| Selected passage |
= = = = = = =

Vectorfields satisfying SO(3) algebra 2 dimensional?

Question

Let $M$ be an $n$-dimensional smooth connected manifold and $V_1$, $V_2$ and $V_3$ vectorfields whose commutators satisfy the $SO(3)$ algebra: \begin{equation} [V_1,V_2]=V_3 \end{equation} \begin{equation} [V_2,V_3]=V_1 \end{equation} \begin{equation} [V_3,V_1]=V_2 \end{equation} Is the vectorspace $V_x = \langle V_1(x),V_2(x),V_3(x)\rangle \subset T_x M$ at most two-dimensional $\forall x \in M$? If so, is any compact submanifold $N \subset M$ that is an integral manifold of $\langle V_1,V_2,V_3 \rangle$ homeomorphic to a sphere?

See e.g. https://ned.ipac.caltech.edu/level5/March01/Carroll3/Carroll7.html to appreciate the relevance of this question.

EDIT: The answer from Andrew can in fact also be used to negatively answer the same question as before but now with $(M,g)$ a three dimensional (semi)-Riemannian manifold of our choice where $V_1$, $V_2$ and $V_3$ are required to be Killing vectorfields. We can endow $\mathbb{R}^4$ with the metric $ds^2=dx^2+dy^2+dz^2+dv^2$ for which the vectorfields $V_i$ indeed generate isometries (Killing vectorfields). The three vectorfields are also tangent to $S^3\subset \mathbb{R}^4$. Hence, taking $(M,g)=(S^3,\gamma)$ where $\gamma$ is the induced metric and where we take the induced vectorfields $W_1=V_1\left.\right|_{S^3},W_2=V_2\left.\right|_{S^3},W_3=V_3\left.\right|_{S^3}$. $W_1$, $W_2$ and $W_3$ are Killing vectorfields on $(M,g)$ which span the full 3-dimensional tangent space of $M$ at every point $x$. This follows from \begin{equation} \det((r\partial_r,V_1,V_2,V_3)^t)=\det\begin{pmatrix} x & y & z & v \\ -y & x & v & -z \\ -z & -v & x & y \\ -v & z & -y & x\end{pmatrix}=(x^2+y^2+z^2+v^2)^2. \end{equation}

Answer 1

$\newcommand{\Lie}[1]{#1}\newcommand{\Reals}{\mathbf{R}}\newcommand{\Basis}{\mathbf{e}}\newcommand{\Cpx}{\mathbf{C}}$The Lie algebra $\Lie{su}(2)$ is isomorphic to the Lie algebra $\Lie{so}(3)$ because $SU(2)$ double-covers $SO(3)$. The left action of $SU(2)$ on $\Cpx^{2} \simeq \Reals^{4}$ has three-dimensional orbits, which (assuming I understand your question) shows that $V_{x}$ can be three-dimensional.

= = = = = = =

| What you need to do |
Duplicate the part of the thread on vector fields satisfying the SO(3) algebra starting at "Let $M$ be an" and ending at "to a sphere?". Rely solely on the forum thread above.

[Stored items]
= = = = = = =

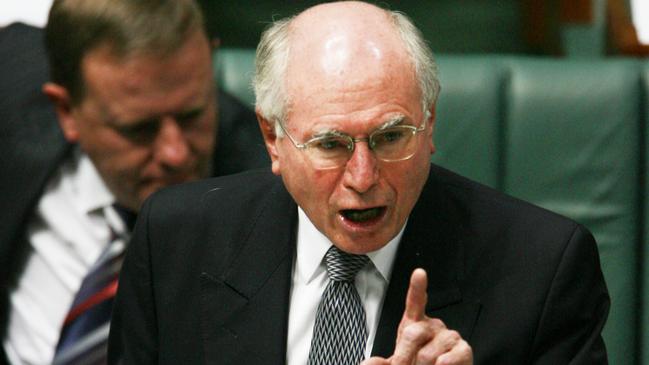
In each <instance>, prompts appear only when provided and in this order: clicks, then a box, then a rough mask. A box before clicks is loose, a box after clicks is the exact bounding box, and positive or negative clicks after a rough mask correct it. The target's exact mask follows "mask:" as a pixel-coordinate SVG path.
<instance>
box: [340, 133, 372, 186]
mask: <svg viewBox="0 0 649 365" xmlns="http://www.w3.org/2000/svg"><path fill="white" fill-rule="evenodd" d="M378 178H379V168H378V161H377V160H376V156H374V153H373V152H372V150H370V148H369V146H368V144H367V142H361V143H356V146H355V148H354V152H353V153H352V156H351V157H350V158H349V161H347V165H345V173H344V175H343V184H344V185H345V187H347V188H349V189H352V190H354V191H356V192H357V193H365V192H367V191H369V190H370V189H372V187H373V186H374V185H376V183H377V181H378Z"/></svg>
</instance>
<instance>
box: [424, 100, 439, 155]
mask: <svg viewBox="0 0 649 365" xmlns="http://www.w3.org/2000/svg"><path fill="white" fill-rule="evenodd" d="M436 109H437V108H436V105H435V104H433V105H431V106H430V109H428V113H429V116H428V127H427V128H426V138H427V140H428V143H430V154H431V155H432V154H433V153H435V151H436V149H435V141H434V140H433V139H434V136H435V134H434V133H433V132H434V131H435V120H436V118H435V117H436V114H435V112H436Z"/></svg>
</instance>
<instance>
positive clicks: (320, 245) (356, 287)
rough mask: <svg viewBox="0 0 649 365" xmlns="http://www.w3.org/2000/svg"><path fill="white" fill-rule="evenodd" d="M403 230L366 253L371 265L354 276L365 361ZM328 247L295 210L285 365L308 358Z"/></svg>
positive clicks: (296, 363)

= = = = = = =

| Answer section |
Let $M$ be an $n$-dimensional smooth connected manifold and $V_1$, $V_2$ and $V_3$ vectorfields whose commutators satisfy the $SO(3)$ algebra: \begin{equation} [V_1,V_2]=V_3 \end{equation} \begin{equation} [V_2,V_3]=V_1 \end{equation} \begin{equation} [V_3,V_1]=V_2 \end{equation} Is the vectorspace $V_x = \langle V_1(x),V_2(x),V_3(x)\rangle \subset T_x M$ at most two-dimensional $\forall x \in M$? If so, is any compact submanifold $N \subset M$ that is an integral manifold of $\langle V_1,V_2,V_3 \rangle$ homeomorphic to a sphere?